▶ Task goal: Print each of the entries exactly, leaving nothing out.

▶ Stored data:
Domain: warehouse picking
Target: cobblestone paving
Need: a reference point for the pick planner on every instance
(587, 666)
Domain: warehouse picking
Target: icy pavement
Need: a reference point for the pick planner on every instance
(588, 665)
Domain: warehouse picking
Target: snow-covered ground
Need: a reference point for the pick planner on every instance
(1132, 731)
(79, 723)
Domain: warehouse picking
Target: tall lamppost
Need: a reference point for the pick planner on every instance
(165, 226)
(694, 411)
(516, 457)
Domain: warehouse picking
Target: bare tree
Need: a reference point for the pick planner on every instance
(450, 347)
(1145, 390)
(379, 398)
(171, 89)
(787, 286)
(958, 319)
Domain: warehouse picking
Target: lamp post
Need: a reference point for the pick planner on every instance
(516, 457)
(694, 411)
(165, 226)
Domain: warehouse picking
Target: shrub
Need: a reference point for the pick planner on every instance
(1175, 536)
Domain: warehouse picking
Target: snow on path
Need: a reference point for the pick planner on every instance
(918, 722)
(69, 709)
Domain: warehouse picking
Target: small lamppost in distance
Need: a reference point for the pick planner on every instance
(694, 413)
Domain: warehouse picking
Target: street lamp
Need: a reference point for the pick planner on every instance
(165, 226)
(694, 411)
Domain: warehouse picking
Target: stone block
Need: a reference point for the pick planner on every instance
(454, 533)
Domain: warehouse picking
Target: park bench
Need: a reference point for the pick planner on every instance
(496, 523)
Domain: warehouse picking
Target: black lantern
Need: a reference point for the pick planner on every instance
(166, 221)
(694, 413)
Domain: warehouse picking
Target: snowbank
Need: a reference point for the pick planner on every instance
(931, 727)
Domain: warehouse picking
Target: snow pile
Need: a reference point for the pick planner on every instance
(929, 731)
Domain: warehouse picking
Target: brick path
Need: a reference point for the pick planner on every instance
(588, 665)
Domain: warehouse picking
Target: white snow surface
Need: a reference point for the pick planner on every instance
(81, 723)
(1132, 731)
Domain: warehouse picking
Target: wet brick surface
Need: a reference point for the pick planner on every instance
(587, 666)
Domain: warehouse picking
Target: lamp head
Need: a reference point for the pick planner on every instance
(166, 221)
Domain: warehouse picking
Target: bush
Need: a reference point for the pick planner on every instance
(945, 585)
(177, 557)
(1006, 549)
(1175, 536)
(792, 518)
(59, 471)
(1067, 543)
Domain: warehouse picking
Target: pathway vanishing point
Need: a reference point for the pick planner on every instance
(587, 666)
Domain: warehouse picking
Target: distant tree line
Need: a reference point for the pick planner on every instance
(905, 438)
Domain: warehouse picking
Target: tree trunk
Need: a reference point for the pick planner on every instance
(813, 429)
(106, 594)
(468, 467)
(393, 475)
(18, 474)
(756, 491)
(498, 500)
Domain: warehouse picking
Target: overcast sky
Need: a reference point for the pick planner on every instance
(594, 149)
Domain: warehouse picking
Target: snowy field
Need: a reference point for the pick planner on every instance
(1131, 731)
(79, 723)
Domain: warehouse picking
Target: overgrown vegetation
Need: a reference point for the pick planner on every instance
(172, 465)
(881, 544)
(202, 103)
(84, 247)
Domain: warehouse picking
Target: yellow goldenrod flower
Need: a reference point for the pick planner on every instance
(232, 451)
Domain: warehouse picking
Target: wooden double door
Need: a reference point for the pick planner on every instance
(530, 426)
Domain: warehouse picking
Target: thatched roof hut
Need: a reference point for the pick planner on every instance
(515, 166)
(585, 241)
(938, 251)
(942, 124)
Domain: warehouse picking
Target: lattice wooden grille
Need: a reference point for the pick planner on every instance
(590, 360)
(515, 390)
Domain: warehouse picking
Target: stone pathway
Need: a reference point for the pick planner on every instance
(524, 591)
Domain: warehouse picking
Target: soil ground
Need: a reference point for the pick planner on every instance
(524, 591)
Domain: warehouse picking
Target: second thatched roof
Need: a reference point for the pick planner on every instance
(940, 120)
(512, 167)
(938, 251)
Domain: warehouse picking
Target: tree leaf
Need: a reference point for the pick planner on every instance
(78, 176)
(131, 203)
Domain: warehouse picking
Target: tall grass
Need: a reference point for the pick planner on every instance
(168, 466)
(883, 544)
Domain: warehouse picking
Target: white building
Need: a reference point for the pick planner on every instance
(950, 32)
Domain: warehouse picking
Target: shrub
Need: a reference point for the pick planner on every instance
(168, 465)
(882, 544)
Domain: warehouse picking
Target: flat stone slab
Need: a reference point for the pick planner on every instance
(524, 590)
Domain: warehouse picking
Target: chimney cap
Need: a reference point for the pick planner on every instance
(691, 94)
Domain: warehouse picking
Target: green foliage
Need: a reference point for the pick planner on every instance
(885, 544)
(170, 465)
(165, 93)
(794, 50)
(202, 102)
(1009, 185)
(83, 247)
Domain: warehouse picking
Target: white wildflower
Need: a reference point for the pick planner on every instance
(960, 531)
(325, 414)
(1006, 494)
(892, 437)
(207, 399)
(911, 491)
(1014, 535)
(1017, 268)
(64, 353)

▶ Worked solution:
Domain: warehouse picking
Target: cobblestone paving
Need: a reference point for the pick planner on every instance
(587, 666)
Domain: warehouse picking
Target: icy pavement
Need: a reference point for the pick planner on every instance
(588, 665)
Domain: warehouse picking
Target: snow-covered ground
Need: a reference point for the pick planner on every instance
(1132, 731)
(79, 723)
Domain: warehouse picking
Target: tall lamppost
Need: a reference point for the pick planner on every instance
(165, 226)
(694, 411)
(516, 457)
Domain: warehouse picking
Target: bare tree
Need: a reference point for the pick planner on every instance
(450, 347)
(1145, 390)
(379, 398)
(171, 89)
(787, 286)
(958, 319)
Domain: warehouse picking
Target: lamp post
Need: a reference point for the pick planner on every instance
(516, 457)
(694, 411)
(165, 226)
Domain: warehouse picking
Target: shrub
Need: a reference point for the pick planner on every instance
(1175, 536)
Domain: warehouse picking
Target: snow on path
Need: a reference point for the pick planner on every instance
(918, 722)
(69, 709)
Domain: warehouse picking
Target: small lamppost in distance
Need: a reference point for the pick planner on every instance
(694, 413)
Domain: warehouse picking
Target: street lamp
Need: a reference point for the pick planner on every instance
(165, 226)
(694, 411)
Domain: warehouse picking
Target: stone block
Need: a reference point for the pick planner on every instance
(454, 533)
Domain: warehouse picking
Target: park bench
Need: a reference point for the pick planner on every instance
(496, 523)
Domain: warehouse picking
Target: black lantern
Need: a reference point for the pick planner on every instance
(166, 221)
(694, 413)
Domain: warehouse picking
Target: snowbank
Need: a reference point for the pick planner on every instance
(931, 727)
Domain: warehouse picking
Target: snow pile
Need: a reference point for the pick planner on every instance
(929, 731)
Domain: warehouse picking
Target: brick path
Need: a reference point for the pick planner on every instance
(588, 665)
Domain: warehouse picking
Target: white snow surface
Need: a reference point for the pick planner on every instance
(81, 723)
(1132, 731)
Domain: warehouse picking
Target: wet brick surface
Need: a reference point for the pick planner on every instance
(587, 666)
Domain: warehouse picking
Target: lamp head
Need: a reference point for the pick planner on every instance
(166, 221)
Domain: warehouse picking
Target: bush
Need: a reference point for the pick planner on every instance
(945, 585)
(177, 557)
(1006, 549)
(1175, 536)
(792, 518)
(59, 471)
(1067, 543)
Domain: warehouse picking
Target: pathway vanishing point
Need: a reference point for the pick planner on every instance
(587, 666)
Domain: warehouse picking
Target: distant tree line
Need: a reference point for the pick planner on every instance
(905, 438)
Domain: warehouse picking
Target: tree trunk
Need: a reference point for the pick planner on every instance
(813, 429)
(106, 594)
(468, 467)
(393, 475)
(18, 474)
(756, 491)
(498, 500)
Domain: warehouse picking
Target: overcast sky
Need: a reference point for the pick planner on every instance
(594, 149)
Domain: warehouse picking
Target: snowy field
Need: a reference point for the pick planner on every instance
(1131, 731)
(79, 723)
Domain: warehouse picking
Target: overgrown vegetation
Need: a reference point for the pick planner on every instance
(172, 465)
(881, 544)
(202, 103)
(84, 247)
Domain: warehouse picking
Target: yellow goldenrod flower
Need: a reference point for the pick planner on every instance
(232, 451)
Domain: warehouse picking
Target: wooden double door
Need: a reference point for the pick planner on every instance
(530, 426)
Domain: warehouse picking
Target: thatched roof hut
Need: a reference point for the pick planner on every instance
(515, 166)
(585, 241)
(938, 251)
(942, 124)
Domain: warehouse picking
Target: lattice wooden grille
Need: a reference point for the pick planner on every instance
(590, 360)
(515, 390)
Domain: warehouse picking
Target: stone pathway
Need: a reference point for the pick planner on every instance
(524, 591)
Domain: warehouse picking
Target: soil ground
Need: a reference point for the pick planner on every instance
(524, 591)
Domain: warehouse picking
Target: second thatched roof
Need: a reference point for the pick planner on every instance
(940, 120)
(512, 167)
(938, 251)
Domain: warehouse picking
Target: tree leaf
Need: a reference point for the pick planner on every instance
(78, 176)
(131, 203)
Domain: warehouse picking
Target: tall grass
Need: a reference point for the pick planner on every instance
(168, 466)
(883, 544)
Domain: warehouse picking
Target: white building
Need: a reference point for the pick planner on every instance
(950, 32)
Domain: warehouse picking
Target: shrub
Need: a reference point for the pick planner on every instance
(168, 465)
(882, 544)
Domain: warehouse picking
Target: flat stone slab
Need: a reference point for the pick planner on every instance
(524, 590)
Domain: warehouse picking
Target: chimney cap
Need: a reference point for the pick planner on every instance
(691, 94)
Domain: warehouse picking
Target: green foliage
Need: a reference point for the pick planner on every instance
(885, 544)
(170, 465)
(165, 93)
(794, 50)
(202, 102)
(1009, 185)
(83, 247)
Domain: warehouse picking
Target: white wildflower
Need: a reference point for the pick planner on every instance
(960, 531)
(325, 414)
(1006, 494)
(892, 437)
(207, 399)
(911, 491)
(1014, 535)
(1017, 268)
(64, 353)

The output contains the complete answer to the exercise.